That Dion needs to persuade voters - especially men - that he's no wimp is remarkable considering his early political career. After all, his first eight years on the federal stage were as Chrétien's intergovernmental affairs minister, a one-man scourge of Quebec separatists and champion of federalism, known in his home province for a doggedly combative style. Hardly a wimp.
Despite that track record, the Tories largely succeeded in painting him as an indecisive, bookish figure in negative ads unleashed in early 2007. They showed him in the don't-ask-me shrugging pose still favoured by the Conservatives in their ongoing attacks. Liberals can hardly credit how enduring that bit of caricature has turned out to be. "With Stéphane, the criticism in Quebec was always that he was too tough, to the point of being rigid," says Toronto MP Martha Hall Findlay. "But those attack ads were incredibly successful in redefining him, not just with Canadians at large, but with many Liberals."
Ipsos Reid pollster Darrell Bricker says the ads "certainly didn't help," but he suggests the source of Dion's difficulties with men can't be so precisely pinpointed. "It's just something about Dion that doesn't go over well with male voters," Bricker said in an interview. "It may be partly his party, maybe some of the policies he's talking about, or just how he comes across."
Yet the Liberal campaign can't afford to focus just on Dion's deficit with men. According to a recent Ipsos Reid poll, 63 per cent of women regard Harper's leadership abilities as "great" or "good," only marginally less than the 66 per cent of males who regard Harper that positively. By comparison, just 43 per cent of women regarded Dion as "great" or "good" as a leader, and only 35 per cent of men. In other words, Dion's doing better with women than men, but far worse than Harper with both. One possibility is that the Liberals shouldn't try to devise separate approaches for connecting with the two sexes: maybe the same gutsy campaign style and woodsy Internet images they hope will score with men will also impress women.
Image isn't everything, though. Letting the public see Harper in sweaters and Dion in outerwear can only go so far in remaking their personas. Campaigns are also about issues. But women don't line up predictably on policy questions any more than men do. In the 2004 campaign, for instance, the Liberals ran on an ambitious child care plan aimed at expanding daycare and early learning. But the Tories countered in 2006 by promising instead a $100 monthly payment for every child under six years old. Dasko says the debate over which was better for families - more money for programs or more for parents - split the voting public about evenly, including women.

→ **Goal A**
According to the article on Dion, what post did he hold during his first eight years on the federal stage?
→ **Goal B**
Rewrite everything in the article on Dion from "That Dion needs" down to "Hardly a wimp.", using "forceful" in place of "combative".
→ **Goal C**
Pick up the article on Dion after its final sentence and extend it.
The material after this article on Stéphane Dion is separate from it.

→ **Listing**
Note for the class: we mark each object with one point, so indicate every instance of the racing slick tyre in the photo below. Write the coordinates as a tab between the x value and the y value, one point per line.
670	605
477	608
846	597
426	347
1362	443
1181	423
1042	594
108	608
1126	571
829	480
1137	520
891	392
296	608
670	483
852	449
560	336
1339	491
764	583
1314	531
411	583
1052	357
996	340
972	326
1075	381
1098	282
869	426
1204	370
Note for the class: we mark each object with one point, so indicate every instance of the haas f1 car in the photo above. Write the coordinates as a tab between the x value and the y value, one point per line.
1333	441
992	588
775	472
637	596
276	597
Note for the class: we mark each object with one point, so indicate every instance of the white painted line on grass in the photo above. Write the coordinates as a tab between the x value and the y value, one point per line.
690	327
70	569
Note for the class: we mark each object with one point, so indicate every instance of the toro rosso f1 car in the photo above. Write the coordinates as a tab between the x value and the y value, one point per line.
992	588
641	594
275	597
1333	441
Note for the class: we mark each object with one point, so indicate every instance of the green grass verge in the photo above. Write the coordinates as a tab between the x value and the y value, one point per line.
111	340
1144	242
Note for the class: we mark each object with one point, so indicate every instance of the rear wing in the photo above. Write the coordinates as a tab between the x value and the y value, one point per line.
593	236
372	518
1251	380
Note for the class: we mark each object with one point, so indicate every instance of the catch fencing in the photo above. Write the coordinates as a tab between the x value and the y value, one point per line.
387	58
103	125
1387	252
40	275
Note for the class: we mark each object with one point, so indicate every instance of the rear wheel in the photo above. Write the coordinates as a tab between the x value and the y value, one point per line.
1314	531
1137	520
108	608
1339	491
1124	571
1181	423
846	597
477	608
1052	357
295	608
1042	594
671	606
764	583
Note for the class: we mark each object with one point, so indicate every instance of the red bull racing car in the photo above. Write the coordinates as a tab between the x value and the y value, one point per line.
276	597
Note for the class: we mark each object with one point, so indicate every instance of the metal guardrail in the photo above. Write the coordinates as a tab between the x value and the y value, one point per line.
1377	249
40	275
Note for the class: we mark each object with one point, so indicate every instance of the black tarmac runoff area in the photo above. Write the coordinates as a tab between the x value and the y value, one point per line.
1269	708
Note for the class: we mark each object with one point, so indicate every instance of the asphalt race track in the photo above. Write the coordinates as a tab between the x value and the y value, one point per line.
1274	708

→ **Response A**
He was Chrétien's intergovernmental affairs minister.

→ **Response B**
That Dion needs to persuade voters - especially men - that he's no wimp is remarkable considering his early political career. After all, his first eight years on the federal stage were as Chrétien's intergovernmental affairs minister, a one-man scourge of Quebec separatists and champion of federalism, known in his home province for a doggedly forceful style. Hardly a wimp.

→ **Response C**
Still, the Conservatives clearly believe they scored well with females in key suburban ridings where they hope for new seats. "The child benefit was hugely welcome," says Ablonczy, "especially by mums with young kids." Trying to make the policy a wedge issue again, the Conservatives accuse Dion of secretly planning to scrap the $1,200-a-year per child payments they introduced in government. "That's $1,200 he wants to take away," intones the narrator in a Tory ad, "because he thinks he can spend that money better than you can." (The Liberals flatly deny that, promising to keep the $1,200 per child payments, add a new refundable tax credit of $350 per child, and pump more money into creating daycare spaces.)
Other policy areas that are usually seen as particularly interesting to women are not prominent in the campaign so far. Dasko says women are historically more concerned than men about social policy, education, and health care. None of these are top-of-mind in the early stages. Dion's focus on the environment is occupying much of the policy room the Liberals traditionally give over to those subjects. But Dasko doubts his Green Shift plan is inherently very grabby when it comes to female voters. "Women are less interested in the environment as an issue than men are," she say, citing Environics polling on issues. "So with Dion focusing on the environment, rather than, say, social issues that are more salient for women, maybe that's, I won't say driving women away, but not attracting women."
Another tactic Dion might try is surrounding himself by women on the campaign trail. Dasko says research, especially in the U.S., finds that women are drawn by the sight of women in political leadership roles. And Harper's cabinet has been thin when it comes to front-bench female star power. Rona Ambrose, considered to have potential early on, stumbled as environment minister, and was shuffled to intergovernmental affairs, where she sank from sight. A few credible female Tory ministers, such as Diane Finley in citizenship and immigration, have been mainly low-profile. Dion might try playing up women in his caucus talent pool, notably Hall Findlay, one of his former leadership rivals. He also has more powerful women on his staff, including Johanne Senécal, his chief of staff, and Katie Telford as deputy chief of staff. Harper's top aides, including his chief of staff, top policy advisers and communications director, are all men. But backroom figures rarely matter much in election campaigns.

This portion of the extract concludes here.